SET OF TASKS:
1) In the memory bandwidth discussion, how much did the writer pay for the Radeon VII, and in what year?
2) Condense the paragraph in the memory bandwidth discussion that begins "That 128gb is hanging off" into a single sentence that keeps its main facts.

Another benefit is that you can get a large amount of usable high bandwidth memory with a relatively low total system power usage. Some of AMD's parts with 12 channel memory can fit in a 200W system power budget. Less than a single high end GPU.



My desktop machine has had 128gb since 2018, but for the AI workloads currently commanding almost infinite market value, it really needs the 1TB/s bandwidth and teraflops that only a bona fide GPU can provide. An early AMD GPU with these characteristics is the Radeon VII with 16gb HBM, which I bought for 500 eur back in 2019 (!!!).

I'm a rendering guy, not an AI guy, so I really just want the teraflops, but all GPU users urgently need a 3rd market player.


That 128gb is hanging off a dual channel memory bus with only 128 total bits of bandwidth. Which is why you need the GPU. The Epyc and Xeon CPUs I'm discussing have 6x the memory bandwidth, and will trade blows with that GPU.


At a mere 20x the cost or something, to say nothing about the motherboard etc :( 500 eur for 16GB of 1TB/s with tons of fp32 (and even fp64! The main reason I bought it) back in 2019 is no joke.

Believe me, as a lifelong hobbyist-HPC kind of person, I am absolutely dying for such a HBM/fp64 deal again.

EXCERPTED RECORDS:
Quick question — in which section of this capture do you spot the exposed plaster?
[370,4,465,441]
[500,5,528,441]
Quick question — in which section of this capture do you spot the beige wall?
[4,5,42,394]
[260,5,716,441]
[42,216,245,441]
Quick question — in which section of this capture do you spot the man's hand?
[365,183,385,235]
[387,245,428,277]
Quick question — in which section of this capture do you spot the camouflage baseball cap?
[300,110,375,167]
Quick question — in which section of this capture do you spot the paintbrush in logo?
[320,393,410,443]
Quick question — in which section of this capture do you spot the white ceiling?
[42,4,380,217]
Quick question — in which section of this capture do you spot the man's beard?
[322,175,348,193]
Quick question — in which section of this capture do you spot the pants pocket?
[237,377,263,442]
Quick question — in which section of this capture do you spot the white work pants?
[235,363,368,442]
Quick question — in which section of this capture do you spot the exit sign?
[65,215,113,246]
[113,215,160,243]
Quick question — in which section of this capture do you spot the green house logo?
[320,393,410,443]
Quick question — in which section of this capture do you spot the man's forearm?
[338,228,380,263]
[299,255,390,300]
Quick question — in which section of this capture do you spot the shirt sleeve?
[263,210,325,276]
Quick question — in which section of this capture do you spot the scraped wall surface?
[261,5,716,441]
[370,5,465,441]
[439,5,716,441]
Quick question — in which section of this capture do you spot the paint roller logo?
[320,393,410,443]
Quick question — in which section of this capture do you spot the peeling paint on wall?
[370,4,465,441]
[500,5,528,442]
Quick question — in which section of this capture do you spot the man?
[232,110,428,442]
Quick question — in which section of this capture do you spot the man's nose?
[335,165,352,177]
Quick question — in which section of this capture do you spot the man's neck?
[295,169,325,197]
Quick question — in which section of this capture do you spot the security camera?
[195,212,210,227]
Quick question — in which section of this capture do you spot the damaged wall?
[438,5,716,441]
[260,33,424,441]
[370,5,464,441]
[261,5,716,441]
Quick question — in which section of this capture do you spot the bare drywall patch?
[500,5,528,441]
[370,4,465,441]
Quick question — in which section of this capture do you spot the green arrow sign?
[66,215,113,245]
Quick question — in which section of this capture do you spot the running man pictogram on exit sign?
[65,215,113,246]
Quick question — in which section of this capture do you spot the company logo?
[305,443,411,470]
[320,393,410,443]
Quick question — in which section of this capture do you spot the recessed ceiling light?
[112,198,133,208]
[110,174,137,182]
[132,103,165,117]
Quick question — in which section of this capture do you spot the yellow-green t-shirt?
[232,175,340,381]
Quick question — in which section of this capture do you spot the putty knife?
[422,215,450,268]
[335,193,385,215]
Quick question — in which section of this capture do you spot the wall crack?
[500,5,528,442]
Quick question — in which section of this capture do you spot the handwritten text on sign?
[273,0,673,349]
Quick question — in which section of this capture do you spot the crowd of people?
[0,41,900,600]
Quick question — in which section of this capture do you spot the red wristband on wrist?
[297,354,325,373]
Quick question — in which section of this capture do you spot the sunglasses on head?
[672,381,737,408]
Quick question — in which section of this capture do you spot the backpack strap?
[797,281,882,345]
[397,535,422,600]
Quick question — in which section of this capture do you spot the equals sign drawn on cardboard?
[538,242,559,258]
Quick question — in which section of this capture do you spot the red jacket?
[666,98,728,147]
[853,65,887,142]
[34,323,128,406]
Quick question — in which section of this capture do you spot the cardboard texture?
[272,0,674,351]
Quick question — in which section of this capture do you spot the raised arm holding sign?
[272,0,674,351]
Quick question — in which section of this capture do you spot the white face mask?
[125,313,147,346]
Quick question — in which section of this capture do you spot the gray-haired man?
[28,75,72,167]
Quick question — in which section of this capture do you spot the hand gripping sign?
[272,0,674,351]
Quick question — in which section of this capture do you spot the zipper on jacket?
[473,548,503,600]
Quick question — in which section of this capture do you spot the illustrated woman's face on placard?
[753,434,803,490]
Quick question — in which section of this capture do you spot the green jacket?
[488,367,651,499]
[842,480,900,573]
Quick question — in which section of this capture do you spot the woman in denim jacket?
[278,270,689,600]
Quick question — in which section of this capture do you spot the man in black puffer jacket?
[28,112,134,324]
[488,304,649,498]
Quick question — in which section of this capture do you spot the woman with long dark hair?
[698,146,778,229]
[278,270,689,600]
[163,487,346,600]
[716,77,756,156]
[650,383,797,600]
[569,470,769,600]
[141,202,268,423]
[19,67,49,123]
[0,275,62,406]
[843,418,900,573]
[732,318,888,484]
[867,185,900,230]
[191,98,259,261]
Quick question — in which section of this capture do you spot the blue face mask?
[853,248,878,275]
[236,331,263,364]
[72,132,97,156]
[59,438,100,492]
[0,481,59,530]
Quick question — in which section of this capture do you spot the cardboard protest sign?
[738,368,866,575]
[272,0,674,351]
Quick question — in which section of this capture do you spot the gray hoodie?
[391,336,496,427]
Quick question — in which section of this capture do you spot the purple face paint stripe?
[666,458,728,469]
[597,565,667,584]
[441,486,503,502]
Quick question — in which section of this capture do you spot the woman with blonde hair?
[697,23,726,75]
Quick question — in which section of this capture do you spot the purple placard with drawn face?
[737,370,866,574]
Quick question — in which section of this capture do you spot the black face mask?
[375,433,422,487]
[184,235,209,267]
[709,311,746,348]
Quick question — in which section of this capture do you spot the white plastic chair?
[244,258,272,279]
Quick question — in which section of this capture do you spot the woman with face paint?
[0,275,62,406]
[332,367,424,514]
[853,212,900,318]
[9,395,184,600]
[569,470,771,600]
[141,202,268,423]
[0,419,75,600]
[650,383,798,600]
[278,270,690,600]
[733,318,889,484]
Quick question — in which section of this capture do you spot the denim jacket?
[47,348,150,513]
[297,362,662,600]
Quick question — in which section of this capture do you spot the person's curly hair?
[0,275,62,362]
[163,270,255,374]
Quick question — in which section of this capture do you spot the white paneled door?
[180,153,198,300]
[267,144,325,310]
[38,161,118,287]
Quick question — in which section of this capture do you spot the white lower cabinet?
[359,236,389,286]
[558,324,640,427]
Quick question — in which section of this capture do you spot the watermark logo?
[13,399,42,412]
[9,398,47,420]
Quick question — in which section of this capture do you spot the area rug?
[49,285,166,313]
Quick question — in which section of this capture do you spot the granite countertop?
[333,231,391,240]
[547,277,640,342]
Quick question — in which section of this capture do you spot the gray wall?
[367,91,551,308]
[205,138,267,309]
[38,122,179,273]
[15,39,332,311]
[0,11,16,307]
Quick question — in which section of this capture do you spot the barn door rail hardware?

ANSWERS FOR THIS EXERCISE:
1) 500 euros, in 2019.

2) The 128gb sits on a dual channel bus with only 128 total bits, which is why a GPU is needed, while the Epyc and Xeon CPUs under discussion have 6x that memory bandwidth and can compete with the GPU.